# [Direction]
Gather every line of the lines below that contains the word "background" and copy each one out.
..............................
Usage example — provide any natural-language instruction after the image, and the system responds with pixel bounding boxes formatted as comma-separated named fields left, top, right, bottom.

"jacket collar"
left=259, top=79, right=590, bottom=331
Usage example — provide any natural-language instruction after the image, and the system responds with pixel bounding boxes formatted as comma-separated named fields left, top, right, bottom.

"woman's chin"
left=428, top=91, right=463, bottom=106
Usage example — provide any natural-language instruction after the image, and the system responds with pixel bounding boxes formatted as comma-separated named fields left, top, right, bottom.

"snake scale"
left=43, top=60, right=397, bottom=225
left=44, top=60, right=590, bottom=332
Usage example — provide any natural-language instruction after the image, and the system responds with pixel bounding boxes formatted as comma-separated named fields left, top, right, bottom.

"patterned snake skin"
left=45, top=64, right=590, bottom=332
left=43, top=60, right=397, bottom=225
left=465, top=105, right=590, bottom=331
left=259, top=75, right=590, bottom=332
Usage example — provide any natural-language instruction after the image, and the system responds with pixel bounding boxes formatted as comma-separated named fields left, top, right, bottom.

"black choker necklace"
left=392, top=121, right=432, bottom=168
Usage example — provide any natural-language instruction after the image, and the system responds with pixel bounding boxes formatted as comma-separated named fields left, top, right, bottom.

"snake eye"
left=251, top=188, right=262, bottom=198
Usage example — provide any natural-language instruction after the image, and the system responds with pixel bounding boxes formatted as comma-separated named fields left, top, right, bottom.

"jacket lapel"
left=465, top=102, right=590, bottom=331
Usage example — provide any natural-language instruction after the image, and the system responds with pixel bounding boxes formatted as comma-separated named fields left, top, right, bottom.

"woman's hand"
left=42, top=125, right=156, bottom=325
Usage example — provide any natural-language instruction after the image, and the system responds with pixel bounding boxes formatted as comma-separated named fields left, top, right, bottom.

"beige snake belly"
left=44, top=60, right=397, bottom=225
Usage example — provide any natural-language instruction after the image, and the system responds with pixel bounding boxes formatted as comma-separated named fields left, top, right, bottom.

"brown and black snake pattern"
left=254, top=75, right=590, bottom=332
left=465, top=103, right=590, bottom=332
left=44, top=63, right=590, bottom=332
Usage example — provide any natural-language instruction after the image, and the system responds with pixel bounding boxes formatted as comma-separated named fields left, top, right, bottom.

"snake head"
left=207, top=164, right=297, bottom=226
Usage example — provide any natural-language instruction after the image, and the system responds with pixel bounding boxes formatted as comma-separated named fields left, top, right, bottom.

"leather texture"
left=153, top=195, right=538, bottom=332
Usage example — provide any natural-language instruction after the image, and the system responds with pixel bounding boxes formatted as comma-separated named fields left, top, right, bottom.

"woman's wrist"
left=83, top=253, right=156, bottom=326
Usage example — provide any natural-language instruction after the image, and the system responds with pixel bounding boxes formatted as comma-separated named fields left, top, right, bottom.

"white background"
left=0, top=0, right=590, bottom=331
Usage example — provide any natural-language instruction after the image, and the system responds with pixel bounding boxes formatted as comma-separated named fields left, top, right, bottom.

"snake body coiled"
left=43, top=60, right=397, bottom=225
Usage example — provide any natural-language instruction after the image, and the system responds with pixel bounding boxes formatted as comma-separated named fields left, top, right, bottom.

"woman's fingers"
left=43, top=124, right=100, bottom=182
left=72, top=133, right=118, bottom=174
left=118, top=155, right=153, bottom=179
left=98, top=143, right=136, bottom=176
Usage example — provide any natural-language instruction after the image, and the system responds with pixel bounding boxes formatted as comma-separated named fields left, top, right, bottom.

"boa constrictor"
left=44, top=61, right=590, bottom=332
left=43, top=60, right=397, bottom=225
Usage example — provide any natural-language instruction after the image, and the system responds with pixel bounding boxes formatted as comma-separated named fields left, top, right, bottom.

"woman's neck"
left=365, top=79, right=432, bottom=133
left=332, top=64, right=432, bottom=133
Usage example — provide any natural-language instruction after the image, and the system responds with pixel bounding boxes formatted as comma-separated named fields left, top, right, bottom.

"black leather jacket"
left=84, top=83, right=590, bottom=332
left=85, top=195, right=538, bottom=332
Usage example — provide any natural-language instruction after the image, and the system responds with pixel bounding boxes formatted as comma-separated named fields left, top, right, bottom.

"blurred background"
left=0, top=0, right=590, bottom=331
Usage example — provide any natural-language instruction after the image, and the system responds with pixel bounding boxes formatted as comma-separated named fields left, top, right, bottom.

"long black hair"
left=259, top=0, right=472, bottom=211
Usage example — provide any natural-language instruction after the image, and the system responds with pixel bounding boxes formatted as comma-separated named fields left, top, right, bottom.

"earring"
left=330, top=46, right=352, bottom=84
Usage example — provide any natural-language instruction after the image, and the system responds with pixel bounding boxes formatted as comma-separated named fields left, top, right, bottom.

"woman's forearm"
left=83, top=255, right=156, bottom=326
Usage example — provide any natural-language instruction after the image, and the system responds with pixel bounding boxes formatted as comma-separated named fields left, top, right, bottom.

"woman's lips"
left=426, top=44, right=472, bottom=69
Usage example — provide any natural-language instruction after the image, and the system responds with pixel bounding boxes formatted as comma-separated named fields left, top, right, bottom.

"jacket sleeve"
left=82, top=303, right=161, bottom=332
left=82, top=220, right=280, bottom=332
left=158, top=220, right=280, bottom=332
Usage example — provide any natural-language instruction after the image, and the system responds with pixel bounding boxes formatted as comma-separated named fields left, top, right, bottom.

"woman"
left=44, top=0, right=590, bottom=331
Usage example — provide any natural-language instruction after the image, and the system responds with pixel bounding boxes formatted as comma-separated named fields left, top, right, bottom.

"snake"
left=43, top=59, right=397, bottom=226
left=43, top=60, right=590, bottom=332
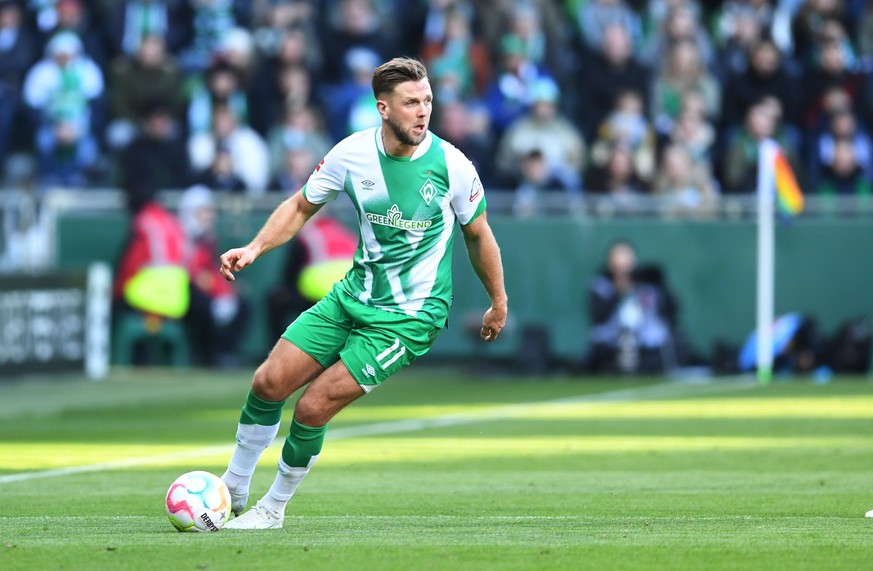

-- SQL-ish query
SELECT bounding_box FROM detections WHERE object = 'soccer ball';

[167,470,230,531]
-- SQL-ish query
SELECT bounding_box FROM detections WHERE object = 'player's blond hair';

[373,57,427,99]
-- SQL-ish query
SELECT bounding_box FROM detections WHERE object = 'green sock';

[239,391,285,426]
[282,419,327,468]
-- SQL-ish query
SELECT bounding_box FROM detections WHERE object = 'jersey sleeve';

[446,147,485,225]
[303,147,345,204]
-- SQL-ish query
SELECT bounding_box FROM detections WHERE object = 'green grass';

[0,368,873,571]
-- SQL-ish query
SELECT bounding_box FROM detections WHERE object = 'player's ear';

[376,99,388,120]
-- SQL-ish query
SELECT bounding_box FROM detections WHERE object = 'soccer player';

[215,58,507,529]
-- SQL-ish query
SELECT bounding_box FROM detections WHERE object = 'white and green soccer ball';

[167,470,230,531]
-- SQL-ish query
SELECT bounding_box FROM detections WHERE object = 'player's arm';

[221,192,322,281]
[461,212,509,341]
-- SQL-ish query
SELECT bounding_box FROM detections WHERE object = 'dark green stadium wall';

[57,213,873,366]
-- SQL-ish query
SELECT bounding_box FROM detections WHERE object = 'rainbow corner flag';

[773,150,803,216]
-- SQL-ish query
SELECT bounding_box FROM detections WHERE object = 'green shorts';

[282,288,440,392]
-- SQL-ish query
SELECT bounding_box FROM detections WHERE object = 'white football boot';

[228,488,249,515]
[224,502,285,529]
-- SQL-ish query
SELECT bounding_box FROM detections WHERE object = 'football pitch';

[0,368,873,571]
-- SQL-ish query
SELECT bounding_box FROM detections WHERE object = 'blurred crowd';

[0,0,873,212]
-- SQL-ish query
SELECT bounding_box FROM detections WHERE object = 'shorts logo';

[418,179,436,206]
[366,204,433,230]
[376,339,406,370]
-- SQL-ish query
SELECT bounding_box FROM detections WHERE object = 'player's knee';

[252,361,288,401]
[294,391,331,426]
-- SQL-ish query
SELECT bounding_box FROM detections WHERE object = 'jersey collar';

[376,127,433,161]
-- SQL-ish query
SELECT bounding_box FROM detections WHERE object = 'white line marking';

[0,379,759,485]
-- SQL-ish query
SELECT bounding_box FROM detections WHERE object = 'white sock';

[260,455,318,514]
[221,423,279,494]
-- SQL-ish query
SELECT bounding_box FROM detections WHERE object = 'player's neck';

[381,127,418,158]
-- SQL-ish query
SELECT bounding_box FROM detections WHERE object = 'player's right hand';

[219,248,257,282]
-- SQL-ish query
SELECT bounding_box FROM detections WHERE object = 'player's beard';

[388,118,427,147]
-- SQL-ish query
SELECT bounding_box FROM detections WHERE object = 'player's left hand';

[479,305,506,342]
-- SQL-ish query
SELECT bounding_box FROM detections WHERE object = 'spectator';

[652,144,718,214]
[809,109,873,186]
[668,91,716,170]
[573,25,650,140]
[802,41,870,133]
[107,32,184,147]
[586,241,678,374]
[497,79,585,190]
[422,4,491,101]
[179,186,250,367]
[179,0,236,73]
[591,90,657,185]
[188,105,270,195]
[816,139,873,198]
[270,146,322,195]
[254,0,321,61]
[513,149,578,217]
[507,0,574,84]
[268,105,331,183]
[585,144,646,200]
[112,180,190,364]
[249,29,321,134]
[0,0,39,165]
[651,41,721,134]
[645,3,716,69]
[435,101,494,188]
[722,40,800,129]
[716,0,773,78]
[319,0,396,84]
[576,0,643,51]
[23,32,103,186]
[722,99,804,194]
[791,0,851,65]
[188,61,249,135]
[323,48,382,141]
[197,144,246,194]
[855,2,873,61]
[45,0,107,69]
[267,213,358,337]
[485,35,551,137]
[109,0,186,57]
[120,100,191,190]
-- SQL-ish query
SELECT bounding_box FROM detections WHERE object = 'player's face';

[380,79,433,147]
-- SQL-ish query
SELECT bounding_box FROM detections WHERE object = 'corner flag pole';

[755,139,778,384]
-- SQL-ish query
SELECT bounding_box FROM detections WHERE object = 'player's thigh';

[252,339,324,402]
[282,290,354,369]
[340,319,439,392]
[294,362,365,426]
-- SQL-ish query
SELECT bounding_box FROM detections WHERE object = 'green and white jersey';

[303,128,485,327]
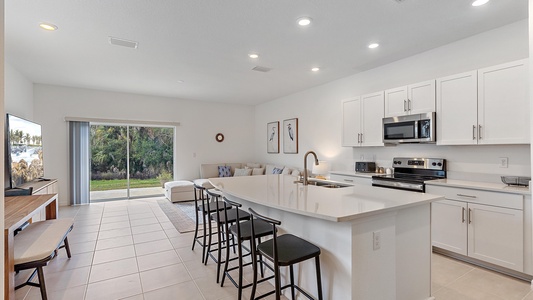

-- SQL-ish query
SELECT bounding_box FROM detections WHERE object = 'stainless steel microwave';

[383,112,436,144]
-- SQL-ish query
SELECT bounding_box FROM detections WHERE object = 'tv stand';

[17,178,59,222]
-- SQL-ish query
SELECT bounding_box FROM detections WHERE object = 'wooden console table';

[4,194,58,300]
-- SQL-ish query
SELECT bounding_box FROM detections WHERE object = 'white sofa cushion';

[252,168,265,175]
[233,168,252,176]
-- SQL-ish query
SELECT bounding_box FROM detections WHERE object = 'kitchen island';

[209,175,443,300]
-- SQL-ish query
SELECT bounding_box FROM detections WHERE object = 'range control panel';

[392,157,446,170]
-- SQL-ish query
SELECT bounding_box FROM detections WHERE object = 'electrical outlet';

[372,231,381,250]
[500,157,509,168]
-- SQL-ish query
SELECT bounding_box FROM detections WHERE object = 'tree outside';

[91,125,174,191]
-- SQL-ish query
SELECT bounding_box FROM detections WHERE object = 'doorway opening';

[90,123,174,202]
..............................
# [Task result]
"white background"
"blurred background"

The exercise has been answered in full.